◆ Work order
Take each line in the entries below that holds "query" and show it.

+++ Records supplied +++

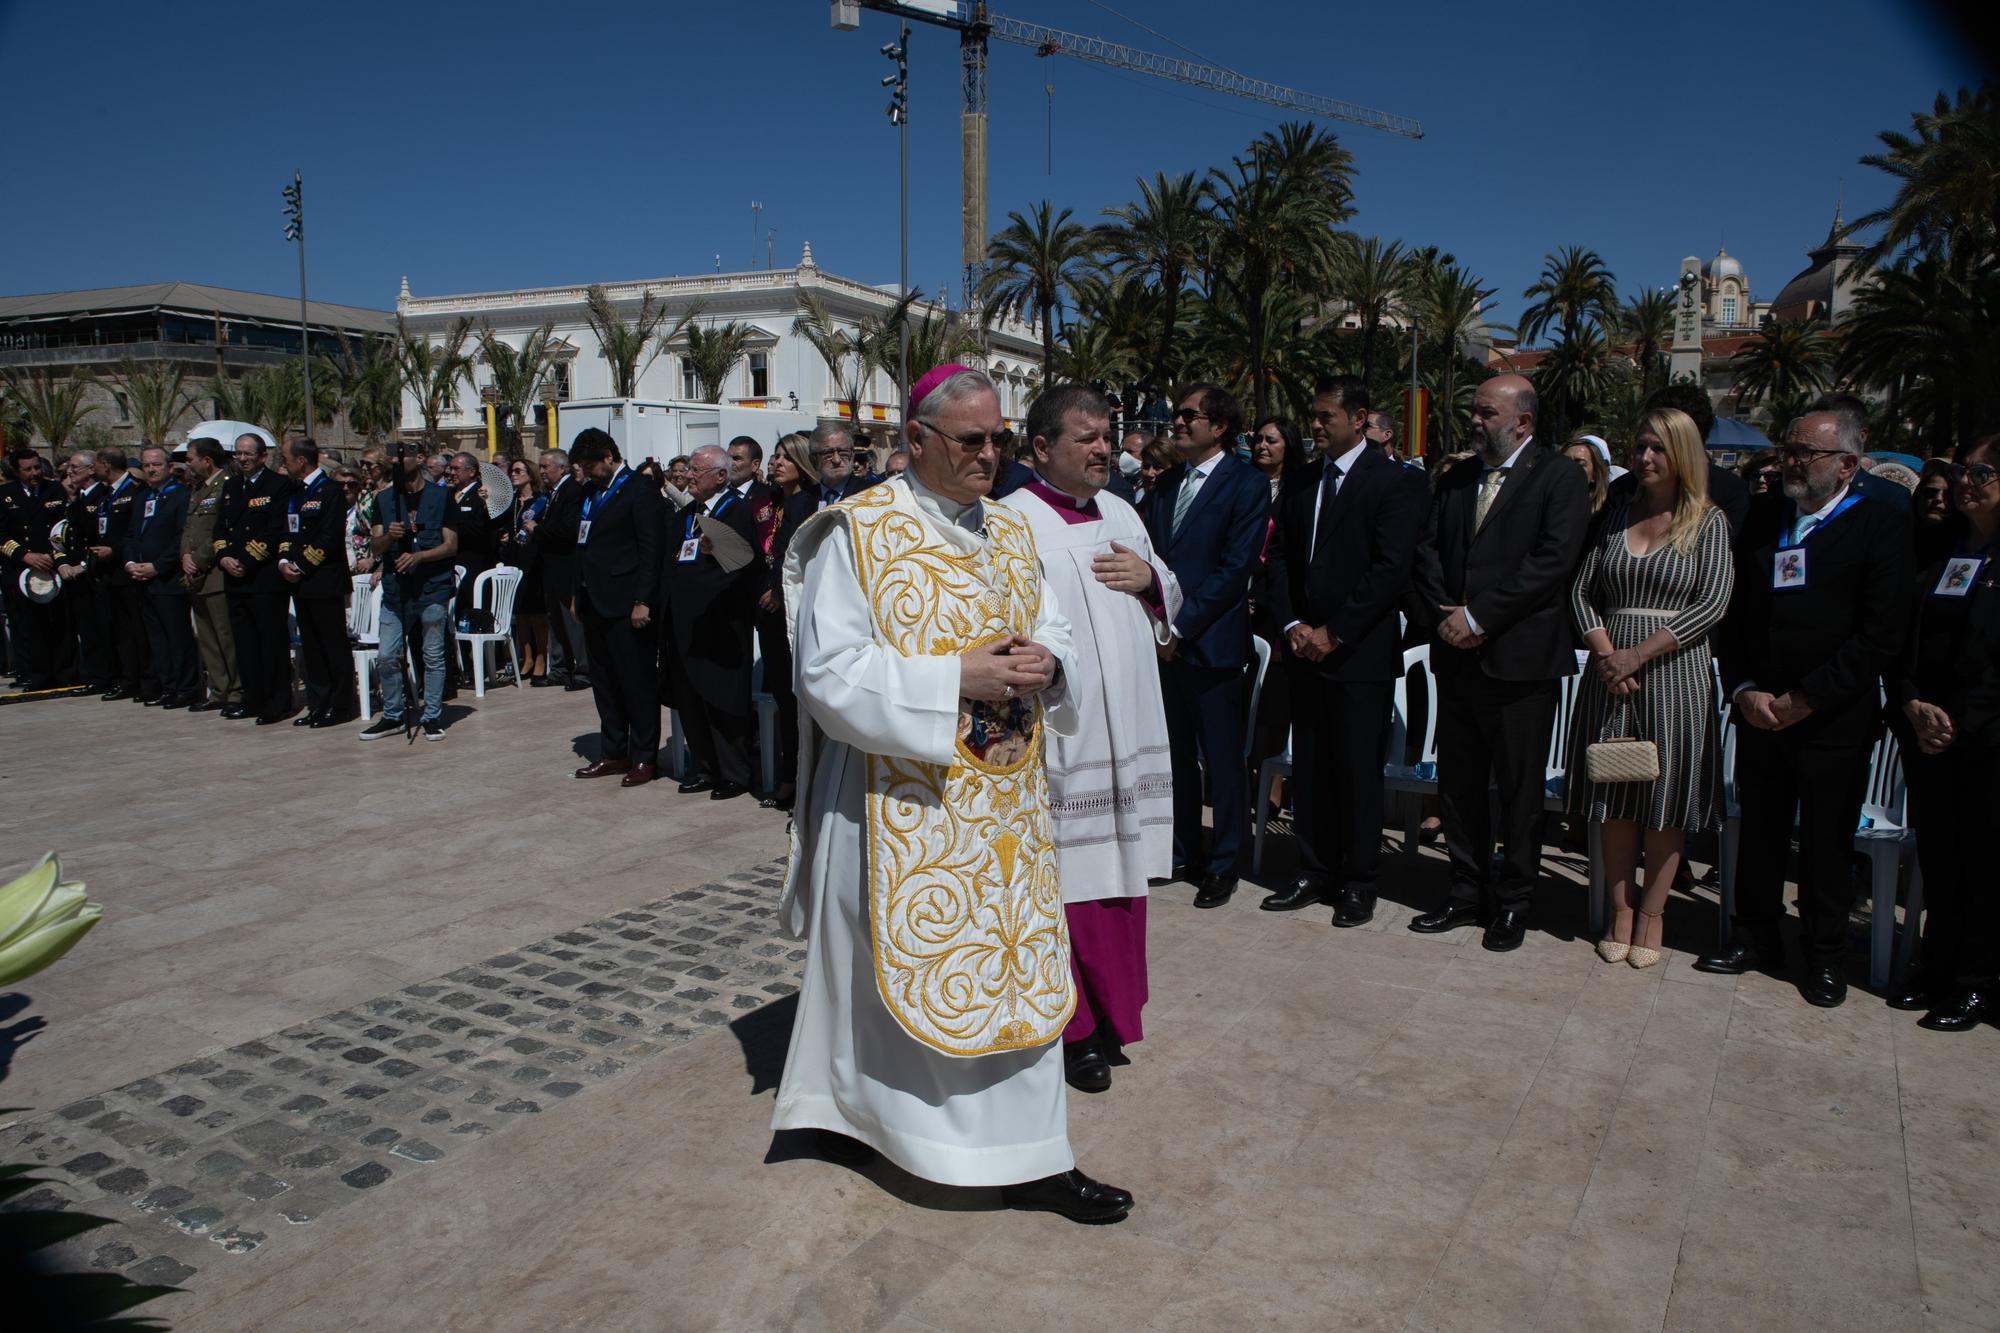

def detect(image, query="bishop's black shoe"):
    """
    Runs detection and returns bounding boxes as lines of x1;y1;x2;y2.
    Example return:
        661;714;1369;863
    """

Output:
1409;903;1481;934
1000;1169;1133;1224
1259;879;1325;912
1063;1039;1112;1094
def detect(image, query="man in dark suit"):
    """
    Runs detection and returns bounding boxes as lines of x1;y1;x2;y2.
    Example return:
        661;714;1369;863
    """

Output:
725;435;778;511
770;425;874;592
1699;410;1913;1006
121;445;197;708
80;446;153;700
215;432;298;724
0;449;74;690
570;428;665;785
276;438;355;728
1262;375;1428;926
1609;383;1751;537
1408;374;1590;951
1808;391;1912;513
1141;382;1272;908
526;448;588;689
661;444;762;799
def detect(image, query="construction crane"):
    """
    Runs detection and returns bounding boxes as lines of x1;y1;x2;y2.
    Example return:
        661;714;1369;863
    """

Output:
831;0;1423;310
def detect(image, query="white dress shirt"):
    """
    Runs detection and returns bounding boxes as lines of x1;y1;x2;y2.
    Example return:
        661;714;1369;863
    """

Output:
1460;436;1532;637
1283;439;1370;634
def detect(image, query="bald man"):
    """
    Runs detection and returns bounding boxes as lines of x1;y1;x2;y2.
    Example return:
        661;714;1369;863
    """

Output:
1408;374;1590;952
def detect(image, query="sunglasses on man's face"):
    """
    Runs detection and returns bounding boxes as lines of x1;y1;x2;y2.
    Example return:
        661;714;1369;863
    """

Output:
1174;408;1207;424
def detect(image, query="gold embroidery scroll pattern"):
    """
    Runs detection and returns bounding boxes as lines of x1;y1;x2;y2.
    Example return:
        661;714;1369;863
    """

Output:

+++

◆ Output below
def detect(image, query="bishop's black shoe"):
def detect(image, query="man in dark suit"):
def detect(image, query="construction crane"):
def detect(image, query="white dress shirt"):
def detect(image, query="bald man"):
def detect(image, query="sunglasses on man's face"):
def detect(image, query="gold embroidery scroll pattern"):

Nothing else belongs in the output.